>>>

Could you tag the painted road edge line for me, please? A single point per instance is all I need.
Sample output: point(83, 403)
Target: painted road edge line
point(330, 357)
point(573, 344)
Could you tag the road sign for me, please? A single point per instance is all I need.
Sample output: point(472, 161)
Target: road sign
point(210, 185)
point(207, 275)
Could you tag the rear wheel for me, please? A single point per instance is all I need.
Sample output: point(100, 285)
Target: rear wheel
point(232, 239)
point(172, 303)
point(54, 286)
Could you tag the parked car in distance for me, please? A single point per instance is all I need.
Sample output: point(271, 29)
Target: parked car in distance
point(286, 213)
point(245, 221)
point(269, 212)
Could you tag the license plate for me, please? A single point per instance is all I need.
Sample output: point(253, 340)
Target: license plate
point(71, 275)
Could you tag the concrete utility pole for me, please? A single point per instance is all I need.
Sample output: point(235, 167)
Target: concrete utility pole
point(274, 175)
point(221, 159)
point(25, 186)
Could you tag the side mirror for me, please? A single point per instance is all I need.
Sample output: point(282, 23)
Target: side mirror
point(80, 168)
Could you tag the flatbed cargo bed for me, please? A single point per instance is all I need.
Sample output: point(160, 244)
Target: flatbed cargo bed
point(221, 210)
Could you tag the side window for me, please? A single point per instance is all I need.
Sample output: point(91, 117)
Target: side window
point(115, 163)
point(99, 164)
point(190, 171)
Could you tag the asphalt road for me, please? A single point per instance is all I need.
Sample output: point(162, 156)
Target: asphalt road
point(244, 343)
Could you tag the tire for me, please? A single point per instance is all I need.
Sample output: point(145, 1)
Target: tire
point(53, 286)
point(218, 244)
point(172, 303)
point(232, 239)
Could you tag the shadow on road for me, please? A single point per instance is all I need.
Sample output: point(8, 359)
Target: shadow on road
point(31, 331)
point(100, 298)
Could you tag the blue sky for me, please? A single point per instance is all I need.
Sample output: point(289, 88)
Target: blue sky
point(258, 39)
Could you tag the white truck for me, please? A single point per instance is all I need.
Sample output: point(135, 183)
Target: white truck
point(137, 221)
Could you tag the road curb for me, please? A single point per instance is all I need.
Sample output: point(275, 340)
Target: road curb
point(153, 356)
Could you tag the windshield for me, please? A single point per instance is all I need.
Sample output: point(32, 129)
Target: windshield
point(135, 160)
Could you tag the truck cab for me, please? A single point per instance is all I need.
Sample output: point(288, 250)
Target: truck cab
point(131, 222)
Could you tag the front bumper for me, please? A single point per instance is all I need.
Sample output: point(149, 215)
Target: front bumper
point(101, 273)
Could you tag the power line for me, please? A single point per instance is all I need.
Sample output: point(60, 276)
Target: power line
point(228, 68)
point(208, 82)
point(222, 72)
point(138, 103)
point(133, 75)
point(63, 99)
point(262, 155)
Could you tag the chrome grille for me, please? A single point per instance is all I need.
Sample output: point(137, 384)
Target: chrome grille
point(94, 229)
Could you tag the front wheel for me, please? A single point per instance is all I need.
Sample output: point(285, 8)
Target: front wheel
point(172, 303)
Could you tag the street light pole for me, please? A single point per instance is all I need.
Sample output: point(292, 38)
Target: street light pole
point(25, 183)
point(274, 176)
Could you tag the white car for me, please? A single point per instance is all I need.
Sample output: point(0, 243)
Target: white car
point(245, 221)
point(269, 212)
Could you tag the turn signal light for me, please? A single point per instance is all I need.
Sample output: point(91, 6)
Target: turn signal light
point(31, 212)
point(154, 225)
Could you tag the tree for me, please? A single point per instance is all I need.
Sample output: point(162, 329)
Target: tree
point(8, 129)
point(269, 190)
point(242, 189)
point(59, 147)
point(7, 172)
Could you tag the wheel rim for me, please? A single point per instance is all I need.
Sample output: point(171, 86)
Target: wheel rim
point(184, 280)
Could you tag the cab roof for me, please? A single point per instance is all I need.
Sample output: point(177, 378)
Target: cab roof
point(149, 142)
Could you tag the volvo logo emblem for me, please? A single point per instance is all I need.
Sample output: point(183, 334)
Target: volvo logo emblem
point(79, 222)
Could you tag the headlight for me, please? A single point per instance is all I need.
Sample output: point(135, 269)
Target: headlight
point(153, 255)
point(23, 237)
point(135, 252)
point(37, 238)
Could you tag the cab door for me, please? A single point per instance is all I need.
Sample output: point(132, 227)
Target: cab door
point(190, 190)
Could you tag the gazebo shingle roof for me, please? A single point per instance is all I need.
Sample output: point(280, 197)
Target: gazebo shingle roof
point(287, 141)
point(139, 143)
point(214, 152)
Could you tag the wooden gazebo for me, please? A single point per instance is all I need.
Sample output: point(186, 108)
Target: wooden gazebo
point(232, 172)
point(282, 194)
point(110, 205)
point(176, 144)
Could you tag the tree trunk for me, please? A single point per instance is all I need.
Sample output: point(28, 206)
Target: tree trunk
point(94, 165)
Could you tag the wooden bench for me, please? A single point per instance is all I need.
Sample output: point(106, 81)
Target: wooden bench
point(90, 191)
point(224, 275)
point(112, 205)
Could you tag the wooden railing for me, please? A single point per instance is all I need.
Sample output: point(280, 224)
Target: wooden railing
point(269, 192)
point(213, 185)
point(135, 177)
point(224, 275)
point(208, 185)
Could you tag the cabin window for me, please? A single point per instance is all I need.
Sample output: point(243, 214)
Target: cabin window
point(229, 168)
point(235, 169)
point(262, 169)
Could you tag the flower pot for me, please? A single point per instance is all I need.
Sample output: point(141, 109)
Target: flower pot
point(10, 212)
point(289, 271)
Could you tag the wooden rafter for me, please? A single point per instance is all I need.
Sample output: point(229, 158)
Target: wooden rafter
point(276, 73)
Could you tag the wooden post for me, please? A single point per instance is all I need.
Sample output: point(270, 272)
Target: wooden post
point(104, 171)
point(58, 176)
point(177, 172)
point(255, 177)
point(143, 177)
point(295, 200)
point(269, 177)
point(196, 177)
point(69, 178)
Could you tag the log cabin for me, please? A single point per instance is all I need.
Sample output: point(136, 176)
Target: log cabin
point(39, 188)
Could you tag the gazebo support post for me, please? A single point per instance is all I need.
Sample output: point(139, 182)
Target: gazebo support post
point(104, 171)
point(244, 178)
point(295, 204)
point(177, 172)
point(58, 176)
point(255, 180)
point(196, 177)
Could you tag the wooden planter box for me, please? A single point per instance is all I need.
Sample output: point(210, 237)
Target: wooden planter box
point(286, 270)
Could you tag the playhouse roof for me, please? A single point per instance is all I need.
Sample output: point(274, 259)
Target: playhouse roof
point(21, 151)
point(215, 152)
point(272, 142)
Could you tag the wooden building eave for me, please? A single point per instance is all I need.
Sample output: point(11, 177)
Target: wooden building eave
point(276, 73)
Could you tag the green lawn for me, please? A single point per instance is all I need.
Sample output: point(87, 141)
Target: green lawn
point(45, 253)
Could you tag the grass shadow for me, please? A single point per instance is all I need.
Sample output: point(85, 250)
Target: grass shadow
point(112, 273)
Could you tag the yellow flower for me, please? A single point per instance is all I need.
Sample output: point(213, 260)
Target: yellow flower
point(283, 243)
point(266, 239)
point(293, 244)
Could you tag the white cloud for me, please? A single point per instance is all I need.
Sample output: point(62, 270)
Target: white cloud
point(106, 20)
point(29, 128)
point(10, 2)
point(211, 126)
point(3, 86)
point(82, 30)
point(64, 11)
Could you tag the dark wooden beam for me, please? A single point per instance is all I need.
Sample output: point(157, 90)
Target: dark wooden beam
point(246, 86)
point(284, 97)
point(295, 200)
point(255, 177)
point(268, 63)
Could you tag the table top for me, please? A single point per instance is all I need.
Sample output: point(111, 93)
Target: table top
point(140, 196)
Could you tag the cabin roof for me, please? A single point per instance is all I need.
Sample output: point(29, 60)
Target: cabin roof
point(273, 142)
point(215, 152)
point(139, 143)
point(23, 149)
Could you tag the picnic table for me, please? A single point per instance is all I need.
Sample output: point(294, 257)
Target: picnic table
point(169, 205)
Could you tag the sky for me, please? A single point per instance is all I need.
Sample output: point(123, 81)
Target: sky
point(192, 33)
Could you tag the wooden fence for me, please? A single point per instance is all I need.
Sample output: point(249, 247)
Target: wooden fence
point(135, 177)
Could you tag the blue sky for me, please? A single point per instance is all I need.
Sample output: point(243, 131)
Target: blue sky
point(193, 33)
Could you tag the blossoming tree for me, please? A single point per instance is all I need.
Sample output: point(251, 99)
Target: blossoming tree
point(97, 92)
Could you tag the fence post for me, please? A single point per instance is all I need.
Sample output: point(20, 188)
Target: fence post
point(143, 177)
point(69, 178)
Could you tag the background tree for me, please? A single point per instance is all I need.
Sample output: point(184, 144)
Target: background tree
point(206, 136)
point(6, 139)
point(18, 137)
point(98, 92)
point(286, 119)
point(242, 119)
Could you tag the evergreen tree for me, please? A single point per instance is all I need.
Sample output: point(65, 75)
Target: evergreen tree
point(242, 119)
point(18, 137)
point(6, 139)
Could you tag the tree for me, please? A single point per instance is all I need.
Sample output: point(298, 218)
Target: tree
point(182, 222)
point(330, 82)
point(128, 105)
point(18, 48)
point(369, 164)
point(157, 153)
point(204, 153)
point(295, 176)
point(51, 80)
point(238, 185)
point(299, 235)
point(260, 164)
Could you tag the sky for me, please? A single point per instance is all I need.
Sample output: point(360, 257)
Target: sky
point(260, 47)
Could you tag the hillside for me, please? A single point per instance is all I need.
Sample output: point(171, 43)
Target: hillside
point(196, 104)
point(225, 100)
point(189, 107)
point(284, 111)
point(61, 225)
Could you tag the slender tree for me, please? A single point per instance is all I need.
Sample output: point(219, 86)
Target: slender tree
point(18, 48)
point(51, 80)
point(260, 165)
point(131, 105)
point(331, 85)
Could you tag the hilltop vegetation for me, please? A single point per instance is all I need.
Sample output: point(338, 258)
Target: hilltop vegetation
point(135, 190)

<<<

** WHAT YOU HAVE TO DO **
Scale the data between the lines holding "Could you tag the flower" and "point(293, 244)", inclusive, multiplying every answer coordinate by 0.65 and rounding to whole numbers, with halves rounded up. Reproduce every line in that range, requests included, and leave the numbers in the requests and their sample outputs unchanged.

** TASK SOLUTION **
Could you tag the flower pot for me, please? A single point per instance is all I need.
Sample output: point(141, 109)
Target: flower pot
point(7, 138)
point(188, 176)
Could you tag the wooden rafter for me, please? A single point per instance is all I need.
Sample output: point(229, 158)
Target: wooden rafter
point(179, 47)
Could you tag the wooden post for me, please? A single point per instance is all I need.
Sample output: point(270, 272)
Target: wooden post
point(68, 111)
point(38, 114)
point(115, 112)
point(166, 115)
point(93, 115)
point(192, 130)
point(175, 115)
point(127, 115)
point(45, 116)
Could you tag the log cabin for me, please? A single point per instance is all I need.
Sample output: point(136, 176)
Target: log cabin
point(25, 122)
Could you tag the gazebo support post for me, please? A single point per instance is all I need.
Sample output: point(139, 182)
Target: gazebo support post
point(68, 111)
point(159, 116)
point(192, 133)
point(115, 112)
point(38, 114)
point(166, 117)
point(127, 115)
Could you tag the wooden planter box for me, please? A single point per instance is all I need.
Sample output: point(210, 237)
Target: wooden planter box
point(186, 176)
Could you tag the playhouse roof for me, please? A single point per instance is all I need.
Sample output: point(274, 259)
Target: playhouse roof
point(14, 98)
point(140, 99)
point(177, 92)
Could you tag the wooden building eave for me, please? A single point per instance is all I need.
Sample output: point(11, 177)
Target: wooden building eave
point(179, 47)
Could you tag the green lawn for me, please? A single point per instance is all I need.
Sample output: point(87, 141)
Target: green lawn
point(29, 164)
Could you tag the grass shadow for me, please? A single point per instance is all I need.
Sample output: point(85, 250)
Target: grass shadow
point(73, 177)
Could you tag the yellow flower for me, please? A single point per instance is all I need.
Sample output: point(213, 260)
Target: yellow flower
point(184, 158)
point(173, 155)
point(190, 159)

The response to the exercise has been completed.